[[ Records supplied open ]]

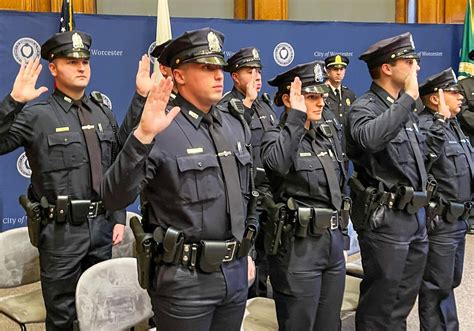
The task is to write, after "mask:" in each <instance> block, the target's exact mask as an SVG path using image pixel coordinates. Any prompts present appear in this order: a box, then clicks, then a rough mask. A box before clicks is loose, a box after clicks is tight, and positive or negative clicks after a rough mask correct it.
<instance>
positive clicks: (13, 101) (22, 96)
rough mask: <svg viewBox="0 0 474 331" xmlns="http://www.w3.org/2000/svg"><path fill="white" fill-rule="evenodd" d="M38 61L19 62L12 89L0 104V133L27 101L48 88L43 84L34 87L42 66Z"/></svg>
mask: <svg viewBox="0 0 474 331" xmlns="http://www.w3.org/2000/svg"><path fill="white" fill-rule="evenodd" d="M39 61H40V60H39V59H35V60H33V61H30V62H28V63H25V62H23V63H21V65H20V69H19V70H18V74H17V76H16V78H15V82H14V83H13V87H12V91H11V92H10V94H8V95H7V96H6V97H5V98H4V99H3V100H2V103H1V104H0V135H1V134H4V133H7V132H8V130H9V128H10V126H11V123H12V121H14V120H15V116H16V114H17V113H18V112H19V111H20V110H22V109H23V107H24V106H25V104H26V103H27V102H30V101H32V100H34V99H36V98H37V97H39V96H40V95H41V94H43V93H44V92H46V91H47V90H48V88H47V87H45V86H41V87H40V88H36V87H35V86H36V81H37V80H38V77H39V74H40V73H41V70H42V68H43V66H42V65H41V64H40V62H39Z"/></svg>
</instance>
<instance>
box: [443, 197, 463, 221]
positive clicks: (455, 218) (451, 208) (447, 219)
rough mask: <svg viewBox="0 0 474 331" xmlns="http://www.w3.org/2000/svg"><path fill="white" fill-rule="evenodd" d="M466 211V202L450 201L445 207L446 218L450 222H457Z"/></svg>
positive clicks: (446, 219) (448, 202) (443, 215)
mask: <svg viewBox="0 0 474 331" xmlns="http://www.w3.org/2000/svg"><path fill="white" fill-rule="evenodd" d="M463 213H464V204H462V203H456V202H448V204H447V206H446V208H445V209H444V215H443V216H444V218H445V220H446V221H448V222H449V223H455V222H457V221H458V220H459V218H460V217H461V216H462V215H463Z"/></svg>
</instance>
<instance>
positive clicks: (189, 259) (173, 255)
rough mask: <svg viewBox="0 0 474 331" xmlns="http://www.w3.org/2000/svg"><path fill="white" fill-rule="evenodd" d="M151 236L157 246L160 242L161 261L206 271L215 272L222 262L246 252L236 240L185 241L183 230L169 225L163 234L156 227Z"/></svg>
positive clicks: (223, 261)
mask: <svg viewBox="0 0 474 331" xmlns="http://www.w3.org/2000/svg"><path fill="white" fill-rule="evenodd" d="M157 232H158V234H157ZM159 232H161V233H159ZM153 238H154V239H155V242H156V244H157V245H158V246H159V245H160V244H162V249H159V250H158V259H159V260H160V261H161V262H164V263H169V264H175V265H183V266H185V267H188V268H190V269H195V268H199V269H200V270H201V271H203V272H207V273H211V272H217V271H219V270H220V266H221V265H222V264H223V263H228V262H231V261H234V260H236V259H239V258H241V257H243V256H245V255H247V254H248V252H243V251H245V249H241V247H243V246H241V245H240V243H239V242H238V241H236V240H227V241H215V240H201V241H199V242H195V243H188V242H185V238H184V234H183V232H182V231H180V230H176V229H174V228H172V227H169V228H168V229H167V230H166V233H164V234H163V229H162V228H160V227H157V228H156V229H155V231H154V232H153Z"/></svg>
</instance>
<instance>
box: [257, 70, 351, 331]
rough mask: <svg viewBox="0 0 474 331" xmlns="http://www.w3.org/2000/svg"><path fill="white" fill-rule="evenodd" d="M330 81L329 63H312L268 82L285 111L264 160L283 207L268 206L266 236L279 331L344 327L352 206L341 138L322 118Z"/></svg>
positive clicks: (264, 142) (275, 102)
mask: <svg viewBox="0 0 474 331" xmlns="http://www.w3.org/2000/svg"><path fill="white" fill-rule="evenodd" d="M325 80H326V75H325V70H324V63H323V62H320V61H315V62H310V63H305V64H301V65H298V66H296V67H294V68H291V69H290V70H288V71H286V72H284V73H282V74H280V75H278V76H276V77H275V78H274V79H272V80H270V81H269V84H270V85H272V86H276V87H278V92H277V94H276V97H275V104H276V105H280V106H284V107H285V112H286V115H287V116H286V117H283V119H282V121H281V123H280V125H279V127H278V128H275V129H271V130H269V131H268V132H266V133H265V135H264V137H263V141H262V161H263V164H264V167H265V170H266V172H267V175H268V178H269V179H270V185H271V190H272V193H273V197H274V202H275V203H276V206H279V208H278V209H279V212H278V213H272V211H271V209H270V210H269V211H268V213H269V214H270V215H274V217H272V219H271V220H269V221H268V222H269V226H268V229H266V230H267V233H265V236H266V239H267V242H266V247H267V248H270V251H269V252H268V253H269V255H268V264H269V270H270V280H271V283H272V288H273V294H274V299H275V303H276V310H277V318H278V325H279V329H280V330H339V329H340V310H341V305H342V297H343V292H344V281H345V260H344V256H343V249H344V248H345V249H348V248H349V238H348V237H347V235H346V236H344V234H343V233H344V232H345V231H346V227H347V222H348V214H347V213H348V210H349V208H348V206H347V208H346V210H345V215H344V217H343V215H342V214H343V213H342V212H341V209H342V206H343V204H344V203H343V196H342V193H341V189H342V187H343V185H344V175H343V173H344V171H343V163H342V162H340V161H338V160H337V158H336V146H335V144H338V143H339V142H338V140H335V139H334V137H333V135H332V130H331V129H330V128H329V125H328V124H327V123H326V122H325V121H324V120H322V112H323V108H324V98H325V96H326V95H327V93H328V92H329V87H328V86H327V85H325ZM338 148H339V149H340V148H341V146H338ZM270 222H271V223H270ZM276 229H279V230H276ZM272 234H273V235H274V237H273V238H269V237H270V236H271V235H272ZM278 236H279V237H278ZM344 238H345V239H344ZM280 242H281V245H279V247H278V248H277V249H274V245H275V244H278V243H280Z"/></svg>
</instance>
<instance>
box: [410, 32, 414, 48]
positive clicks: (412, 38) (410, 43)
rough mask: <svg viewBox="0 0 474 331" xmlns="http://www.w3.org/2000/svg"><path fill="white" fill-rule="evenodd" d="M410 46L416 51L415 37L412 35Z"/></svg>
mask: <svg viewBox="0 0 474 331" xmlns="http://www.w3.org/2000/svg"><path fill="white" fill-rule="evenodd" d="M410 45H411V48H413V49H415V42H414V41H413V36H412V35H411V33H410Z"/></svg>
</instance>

[[ Records supplied closed ]]

[Task brief] Give back, unchanged, the run of lines in the listing above that begins at the line containing "positive clicks: (189, 259) (173, 255)" and ends at the line containing "236L157 246L160 242L161", both included.

[Solution]
positive clicks: (189, 259) (173, 255)
rough mask: <svg viewBox="0 0 474 331" xmlns="http://www.w3.org/2000/svg"><path fill="white" fill-rule="evenodd" d="M151 236L157 246L160 242L161 261L206 271L215 272L222 262L246 252L236 240L185 241L183 230L169 225L163 234L156 227Z"/></svg>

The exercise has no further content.